ÉNONCÉ DE TÂCHE
Répondez aux questions suivantes à partir du texte fourni ci-dessous.
(a) À quelle date l'inspection des activités de Pierre Dastous a-t-elle eu lieu ?
(b) Combien de formulaires étaient signés en blanc ?
(c) Selon la procureure de l'Autorité, à quoi monsieur Dastous pourrait-il se rattacher en gardant sa clientèle ?

TEXTE FOURNI
---

La réplique de l’Autorité

[41]    La procureure de l’Autorité a répliqué qu’une plainte ou un préjudice ne sont pas nécessaires pour justifier une intervention. L’Autorité souhaite s’assurer que monsieur Dastous ait la supervision nécessaire dans sa pratique et cela ne sera pas assuré par le fait qu’il continuerait d’agir à titre de représentant autonome. Relativement à la perte de sa clientèle, il pourrait se rattacher à un cabinet, en ayant toujours sa clientèle avec lui.

L’ANALYSE

[42]    Pierre Dastous, intimé en l’instance, détient un certificat émis par l’Autorité dans les disciplines de l’assurance de personnes, de l’assurance collective de personnes et de la planification financière. Il est inscrit à titre de représentant autonome dans les mêmes disciplines. Une inspection des activités de ce représentant autonome a eu lieu le 4 avril 2012; diverses irrégularités ont alors été constatées.

[43]    Ces manquements, tels qu’ils sont repris dans la demande de l’Autorité, sont les suivants :

   Une tenue des dossiers clients déficiente :

o      vingt-six formulaires étaient signés en blanc, tels que des propositions, des questionnaires et des avis de transfert direct de fonds;

o      certains dossiers clients contenaient des documents originaux alors qu’ils auraient dû être transmis au client au moment de la vente;

   Aucune analyse de besoins financiers n’était complétée pour la totalité des dossiers clients vérifiés; et

   Trois des quatre dossiers vérifiés en fonds distincts ne contenaient aucun profil de l’investisseur.

[44]    Ces manquements ont été admis par l’intimé. Mais il est en désaccord avec la sanction demandée par l’Autorité. Le Bureau constate que tous les manquements qui lui sont reprochés ont été admis et qu’ils sont soutenus par la preuve déposée à l’audience. Il convient donc de se pencher sur les sanctions.

---

EXTRAIT DES DONNÉES
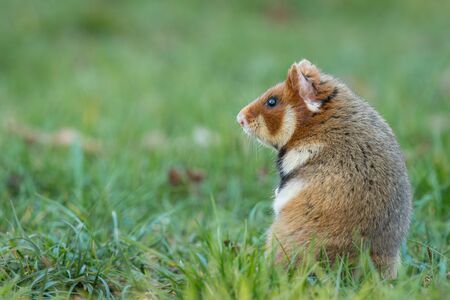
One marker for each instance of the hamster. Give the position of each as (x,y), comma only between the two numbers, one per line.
(343,179)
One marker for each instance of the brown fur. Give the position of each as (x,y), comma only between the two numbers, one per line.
(357,186)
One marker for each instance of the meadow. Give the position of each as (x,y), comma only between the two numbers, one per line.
(124,175)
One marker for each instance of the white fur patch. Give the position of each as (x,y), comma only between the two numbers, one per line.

---

CORRIGÉ
(a) Le 4 avril 2012.
(b) Vingt-six.
(c) À un cabinet.